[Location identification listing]
================================

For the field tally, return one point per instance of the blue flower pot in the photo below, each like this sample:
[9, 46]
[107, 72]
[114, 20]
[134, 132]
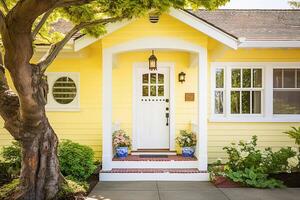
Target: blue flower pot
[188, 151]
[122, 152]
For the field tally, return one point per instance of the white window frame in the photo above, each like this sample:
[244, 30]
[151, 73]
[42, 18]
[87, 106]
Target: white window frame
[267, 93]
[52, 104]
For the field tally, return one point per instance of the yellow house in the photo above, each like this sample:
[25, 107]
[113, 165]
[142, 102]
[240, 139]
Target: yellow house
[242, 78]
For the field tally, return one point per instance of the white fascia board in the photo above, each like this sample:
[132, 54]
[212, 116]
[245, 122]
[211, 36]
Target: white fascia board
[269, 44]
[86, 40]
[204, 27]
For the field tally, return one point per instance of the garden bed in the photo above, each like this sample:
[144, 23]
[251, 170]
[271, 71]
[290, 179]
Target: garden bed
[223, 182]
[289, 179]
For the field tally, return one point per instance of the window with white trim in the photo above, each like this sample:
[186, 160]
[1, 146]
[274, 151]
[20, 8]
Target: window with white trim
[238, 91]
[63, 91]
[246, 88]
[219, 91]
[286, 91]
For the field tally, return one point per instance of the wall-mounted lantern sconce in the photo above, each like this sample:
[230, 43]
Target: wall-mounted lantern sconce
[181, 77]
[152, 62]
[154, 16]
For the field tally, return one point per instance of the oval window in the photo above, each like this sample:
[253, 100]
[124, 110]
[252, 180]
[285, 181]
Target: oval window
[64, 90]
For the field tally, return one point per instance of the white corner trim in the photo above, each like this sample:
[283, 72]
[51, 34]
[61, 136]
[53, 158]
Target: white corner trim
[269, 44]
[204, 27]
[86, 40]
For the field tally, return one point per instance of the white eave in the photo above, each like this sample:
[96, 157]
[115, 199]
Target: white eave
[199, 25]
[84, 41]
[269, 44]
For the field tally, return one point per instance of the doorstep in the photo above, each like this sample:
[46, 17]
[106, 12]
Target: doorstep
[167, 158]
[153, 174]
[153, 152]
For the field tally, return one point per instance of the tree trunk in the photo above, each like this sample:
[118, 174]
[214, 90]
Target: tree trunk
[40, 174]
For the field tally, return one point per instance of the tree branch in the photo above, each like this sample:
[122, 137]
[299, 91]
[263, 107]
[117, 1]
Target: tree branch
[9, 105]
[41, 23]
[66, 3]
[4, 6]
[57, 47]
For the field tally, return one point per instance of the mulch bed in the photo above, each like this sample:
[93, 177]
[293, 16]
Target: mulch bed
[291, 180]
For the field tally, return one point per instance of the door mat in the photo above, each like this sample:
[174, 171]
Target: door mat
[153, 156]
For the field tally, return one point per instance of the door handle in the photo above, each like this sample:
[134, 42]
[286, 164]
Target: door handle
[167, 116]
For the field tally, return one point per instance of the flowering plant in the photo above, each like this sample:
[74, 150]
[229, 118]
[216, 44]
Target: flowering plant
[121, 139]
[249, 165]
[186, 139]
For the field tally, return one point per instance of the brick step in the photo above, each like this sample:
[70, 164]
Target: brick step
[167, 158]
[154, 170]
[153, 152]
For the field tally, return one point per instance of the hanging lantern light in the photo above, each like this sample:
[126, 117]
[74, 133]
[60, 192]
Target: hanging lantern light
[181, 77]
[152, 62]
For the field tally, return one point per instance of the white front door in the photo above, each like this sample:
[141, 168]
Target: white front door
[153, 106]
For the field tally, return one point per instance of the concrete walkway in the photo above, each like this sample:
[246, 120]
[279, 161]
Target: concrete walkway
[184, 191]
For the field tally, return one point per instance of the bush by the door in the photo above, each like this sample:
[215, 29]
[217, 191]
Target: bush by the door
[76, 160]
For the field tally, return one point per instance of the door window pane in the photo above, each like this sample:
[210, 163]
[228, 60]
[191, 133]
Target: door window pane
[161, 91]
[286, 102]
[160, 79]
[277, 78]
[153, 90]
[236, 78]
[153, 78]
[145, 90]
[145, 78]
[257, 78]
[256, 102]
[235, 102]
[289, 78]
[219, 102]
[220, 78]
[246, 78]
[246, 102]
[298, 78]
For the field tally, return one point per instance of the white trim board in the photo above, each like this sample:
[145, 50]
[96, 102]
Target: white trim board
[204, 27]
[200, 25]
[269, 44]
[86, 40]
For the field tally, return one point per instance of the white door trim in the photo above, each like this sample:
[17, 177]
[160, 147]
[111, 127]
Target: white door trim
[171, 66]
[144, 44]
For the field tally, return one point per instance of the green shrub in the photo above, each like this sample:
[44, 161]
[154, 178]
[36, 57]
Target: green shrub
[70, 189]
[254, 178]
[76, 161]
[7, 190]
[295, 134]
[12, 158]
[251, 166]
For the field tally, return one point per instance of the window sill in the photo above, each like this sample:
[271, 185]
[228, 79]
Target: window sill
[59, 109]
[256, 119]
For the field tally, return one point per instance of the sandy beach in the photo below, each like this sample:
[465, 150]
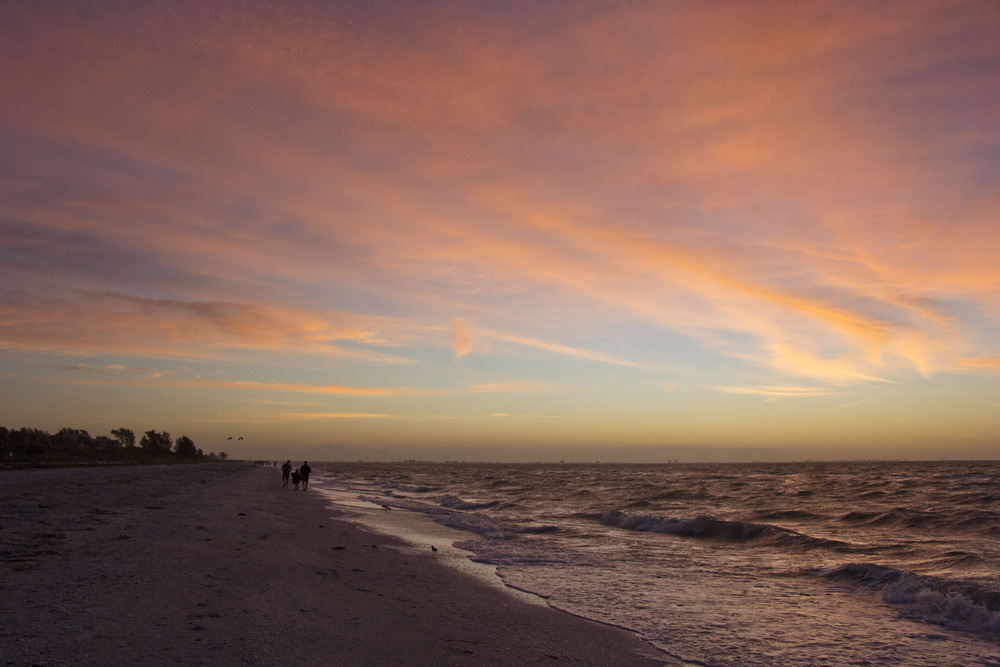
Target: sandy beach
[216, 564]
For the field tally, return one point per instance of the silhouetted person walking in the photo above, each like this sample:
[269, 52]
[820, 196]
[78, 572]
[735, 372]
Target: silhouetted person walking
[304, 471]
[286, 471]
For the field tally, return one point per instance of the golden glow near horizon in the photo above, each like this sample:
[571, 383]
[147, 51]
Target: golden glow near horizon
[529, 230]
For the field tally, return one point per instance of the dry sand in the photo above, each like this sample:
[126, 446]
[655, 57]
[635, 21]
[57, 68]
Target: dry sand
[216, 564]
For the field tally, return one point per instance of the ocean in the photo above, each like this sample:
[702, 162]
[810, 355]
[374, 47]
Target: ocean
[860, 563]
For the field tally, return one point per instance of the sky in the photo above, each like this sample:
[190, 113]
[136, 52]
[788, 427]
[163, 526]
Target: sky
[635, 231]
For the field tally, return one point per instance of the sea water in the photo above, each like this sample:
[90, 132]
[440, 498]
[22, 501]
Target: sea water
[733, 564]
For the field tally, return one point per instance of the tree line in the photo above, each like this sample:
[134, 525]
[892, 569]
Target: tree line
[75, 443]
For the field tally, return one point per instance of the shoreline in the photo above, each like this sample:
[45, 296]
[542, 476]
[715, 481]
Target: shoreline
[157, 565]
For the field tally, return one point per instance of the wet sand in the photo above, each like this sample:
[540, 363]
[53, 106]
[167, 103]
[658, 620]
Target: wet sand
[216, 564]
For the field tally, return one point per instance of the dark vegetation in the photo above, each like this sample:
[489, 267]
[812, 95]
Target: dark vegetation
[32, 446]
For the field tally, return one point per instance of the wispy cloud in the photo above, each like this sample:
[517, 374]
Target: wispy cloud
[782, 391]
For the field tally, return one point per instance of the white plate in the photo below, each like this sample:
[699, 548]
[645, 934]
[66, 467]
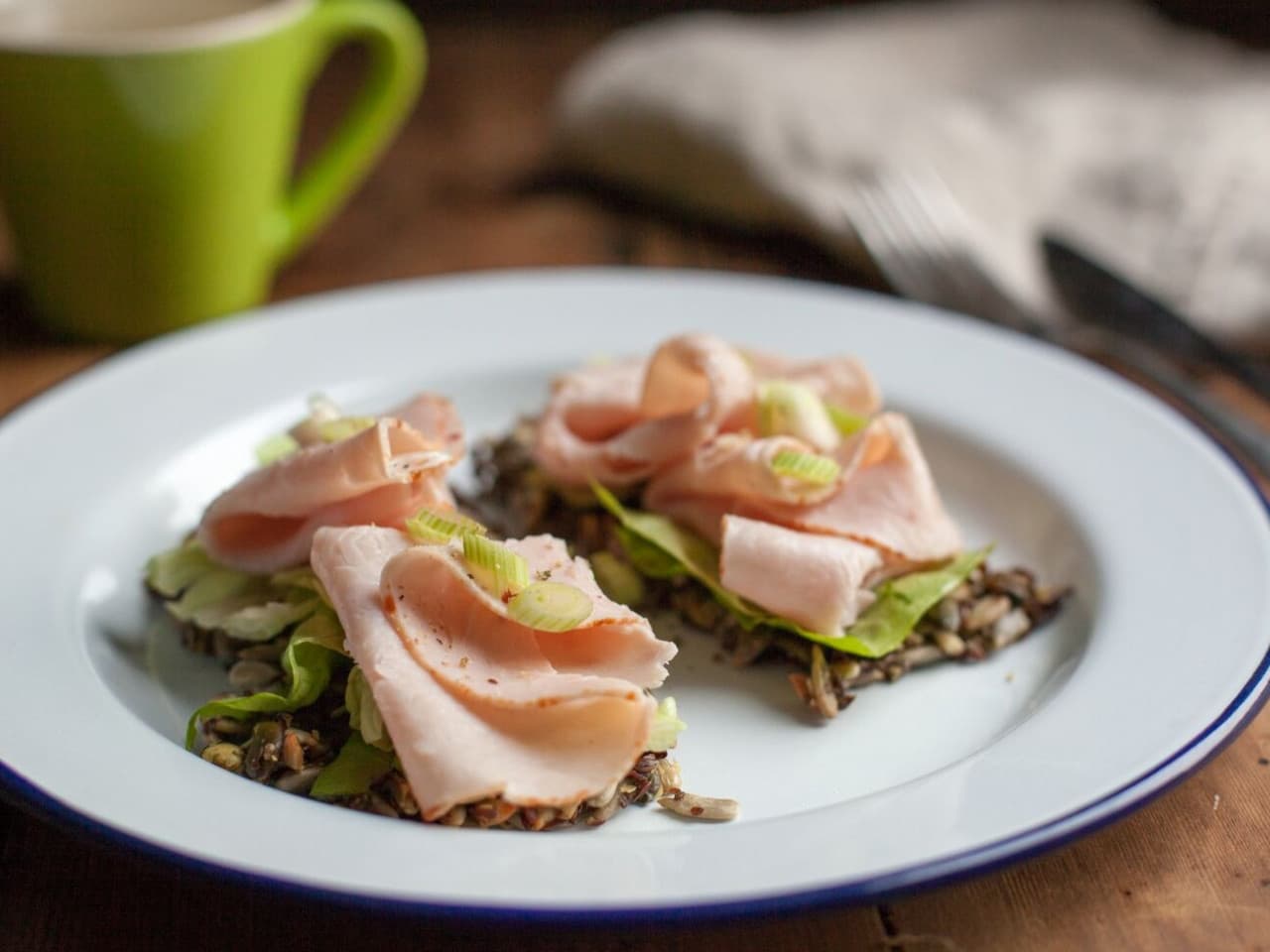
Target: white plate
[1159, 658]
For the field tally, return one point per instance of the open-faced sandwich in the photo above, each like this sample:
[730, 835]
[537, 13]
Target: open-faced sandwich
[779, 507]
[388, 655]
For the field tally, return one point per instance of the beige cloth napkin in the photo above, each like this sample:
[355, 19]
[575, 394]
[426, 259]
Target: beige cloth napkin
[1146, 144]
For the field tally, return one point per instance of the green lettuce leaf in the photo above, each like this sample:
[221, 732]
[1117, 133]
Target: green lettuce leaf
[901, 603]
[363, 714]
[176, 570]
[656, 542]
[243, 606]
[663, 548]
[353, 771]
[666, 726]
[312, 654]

================================

## The task
Rewrite the listing with "field tally" changed to "site count" throughout and everything else kept the same. Omit the pictures.

## Answer for this exercise
For the site count, return one point per instance of the blue flower pot in the photo below, each like this sample:
[9, 46]
[107, 72]
[114, 20]
[134, 132]
Target: blue flower pot
[188, 151]
[122, 152]
For the site count, return one point per instance of the white window frame in the photo above, each like this sample:
[244, 30]
[151, 73]
[42, 18]
[87, 106]
Target: white window frame
[267, 93]
[52, 104]
For the site count, return one point per instance of the yellow house in the photo above, each like this sample:
[25, 107]
[113, 165]
[142, 102]
[240, 139]
Target: yellow house
[242, 78]
For the site count, return one point per instance of the white fascia board in the photo above, each like this sample:
[132, 54]
[212, 116]
[245, 122]
[211, 36]
Target: white fascia board
[269, 44]
[86, 40]
[204, 27]
For the site count, return one point per instance of the garden bed in the photo above, each like this sample:
[144, 23]
[251, 170]
[271, 71]
[290, 179]
Target: garden bed
[223, 182]
[289, 179]
For the site count, return one point per instance of the window with white trim in the photo above, each like this sample:
[186, 160]
[1, 146]
[274, 151]
[20, 8]
Target: window with white trim
[238, 91]
[63, 91]
[246, 88]
[219, 91]
[286, 91]
For the site count, return one point per instance of the wall-mounted lantern sconce in the photo above, each like this sample:
[230, 43]
Target: wall-mounted lantern sconce
[181, 77]
[152, 62]
[154, 16]
For the site count, return one point per instance of the oval window in the photo above, each like this sample:
[253, 100]
[124, 110]
[252, 180]
[285, 181]
Target: oval window
[64, 90]
For the site count, return one point per instance of the white corner trim in the photo above, each like this sample:
[283, 72]
[51, 34]
[61, 136]
[53, 158]
Target: white corner trim
[269, 44]
[204, 27]
[86, 40]
For the site count, return one point per instance of the white eave in the photo above, each like this sample:
[96, 157]
[115, 199]
Target: white eave
[199, 25]
[84, 41]
[269, 44]
For the site count, return one point per instance of the doorstep in the photo above, each like this sample:
[46, 17]
[106, 12]
Target: doorstep
[167, 158]
[153, 174]
[153, 152]
For the site count, return one point per instance of the tree trunk in the photo above, each like this sample:
[118, 174]
[214, 90]
Target: tree trunk
[40, 174]
For the site count, return one point per instance of the tree branch in the photo above, each like this sample:
[122, 137]
[299, 91]
[263, 107]
[117, 1]
Target: tree branch
[9, 105]
[41, 23]
[66, 3]
[4, 6]
[57, 47]
For the site count, return one point per instance of the mulch bed in the photo above, each like this sample:
[93, 177]
[293, 16]
Target: mulch bed
[291, 180]
For the site count, return one point per instance of the door mat in the photo above, each like this sample:
[174, 171]
Target: door mat
[153, 156]
For the site count, return one point per instance of the door handle in the photo above, each like this sample:
[134, 42]
[286, 164]
Target: door handle
[167, 116]
For the site count, return one point per instance of the flowering plant in the photo above, each like this sample:
[74, 150]
[229, 118]
[216, 44]
Target: flowering plant
[121, 139]
[249, 165]
[186, 139]
For the site count, return one point per instance of the brick step in the photo above, each like this sample:
[70, 164]
Target: brick step
[167, 158]
[154, 170]
[153, 152]
For the site count, return one point per instance of the hanging lantern light in the photo above, each like this sample:
[126, 117]
[74, 133]
[60, 192]
Target: hanging lantern light
[181, 77]
[152, 62]
For the site count, return one point per instance of the white front door in the photo above, each like this sample:
[141, 168]
Target: white front door
[153, 106]
For the site count, return one point per instance of the concrete walkway in the photo above, each like this sample:
[246, 120]
[279, 161]
Target: concrete walkway
[184, 191]
For the site count, return one point per instance of the bush by the door in the photo above, each like this sample:
[215, 29]
[217, 191]
Target: bush by the door
[76, 160]
For the site count, return one point per instance of the door window pane in the photo above, each like this sample:
[210, 163]
[228, 60]
[191, 133]
Target: door window pane
[161, 91]
[286, 102]
[160, 79]
[277, 78]
[153, 90]
[236, 78]
[153, 78]
[145, 90]
[145, 78]
[257, 78]
[256, 102]
[235, 102]
[289, 78]
[219, 102]
[220, 78]
[246, 78]
[246, 102]
[298, 78]
For the site count, return one point per instance of the white trim board in the photo above, each like this sample:
[145, 50]
[96, 102]
Target: white trim board
[204, 27]
[200, 25]
[269, 44]
[86, 40]
For the site count, return one point per instance of the white door trim in the photo above, each like this sample:
[17, 177]
[160, 147]
[111, 127]
Target: white door trim
[171, 66]
[144, 44]
For the site count, return one point per instance of the green shrub in the photo above, each like this sample:
[44, 161]
[154, 178]
[36, 57]
Target: green shrub
[70, 189]
[254, 178]
[76, 161]
[7, 190]
[295, 134]
[12, 158]
[251, 166]
For the site count, return one point per instance of the window sill in the photo above, each like this sample:
[271, 185]
[228, 79]
Target: window sill
[59, 109]
[256, 119]
For the site count, return one point per instance of the sandy beach in the photo below, each like this sample:
[465, 150]
Target: sandy beach
[216, 564]
For the site count, return one point per instance of the silhouetted person walking in the photo above, each like this sample:
[269, 52]
[820, 196]
[78, 572]
[735, 372]
Target: silhouetted person walking
[304, 471]
[286, 471]
For the site count, return one point per instance of the golden glow near horizon in the photo above, each like this sample:
[571, 383]
[147, 51]
Target: golden glow near horizon
[529, 230]
For the site count, return one point per instance of the dry sand in the photo above, each like this sample:
[126, 446]
[655, 57]
[635, 21]
[57, 68]
Target: dry sand
[216, 564]
For the site count, return one point per instance of the ocean in the photo above, each like this sample:
[702, 162]
[810, 355]
[374, 47]
Target: ocean
[860, 563]
For the site count, return one point per instance of the sky in the photo above, each like this sample:
[190, 113]
[136, 52]
[788, 427]
[163, 526]
Target: sky
[635, 231]
For the site count, return one point per instance of the sea water in the photo above, each like this sample:
[90, 132]
[440, 498]
[22, 501]
Target: sea water
[733, 564]
For the site count, return one point per instance of the tree line in the photo above, each like this sample:
[134, 525]
[892, 569]
Target: tree line
[75, 443]
For the site count, return one point per instance of the shoreline in the photo above, each like this sample:
[45, 296]
[542, 476]
[715, 481]
Target: shoreline
[157, 565]
For the site count, return one point per instance of the wet sand in the photo above, each like this sample:
[540, 363]
[53, 106]
[167, 103]
[658, 620]
Target: wet sand
[216, 564]
For the site count, return one point per instance of the dark vegetation in the photo above, each like this sample:
[489, 267]
[812, 95]
Target: dark vegetation
[32, 446]
For the site count, return one point per instance of the wispy cloud in the photo above, each like this sample:
[517, 374]
Target: wispy cloud
[782, 391]
For the site count, return one point per instance of the white plate in the photo below, each like this sample:
[699, 548]
[645, 934]
[66, 467]
Target: white plate
[1159, 658]
For the site count, return one point per instance of the open-faced sandwich in the photo above, each like this sample:
[730, 835]
[537, 13]
Target: open-faced sandwich
[779, 507]
[388, 655]
For the site count, return one point per instance of the beige cloth napkin in the photo above, each like this sample:
[355, 19]
[575, 394]
[426, 259]
Target: beige cloth napkin
[1146, 144]
For the site count, return one point per instance of the green lettuce leaf in the photo above, each like this sample:
[221, 732]
[1117, 133]
Target: green lettuce leaf
[901, 603]
[363, 714]
[176, 570]
[656, 542]
[243, 606]
[663, 548]
[353, 771]
[666, 726]
[312, 654]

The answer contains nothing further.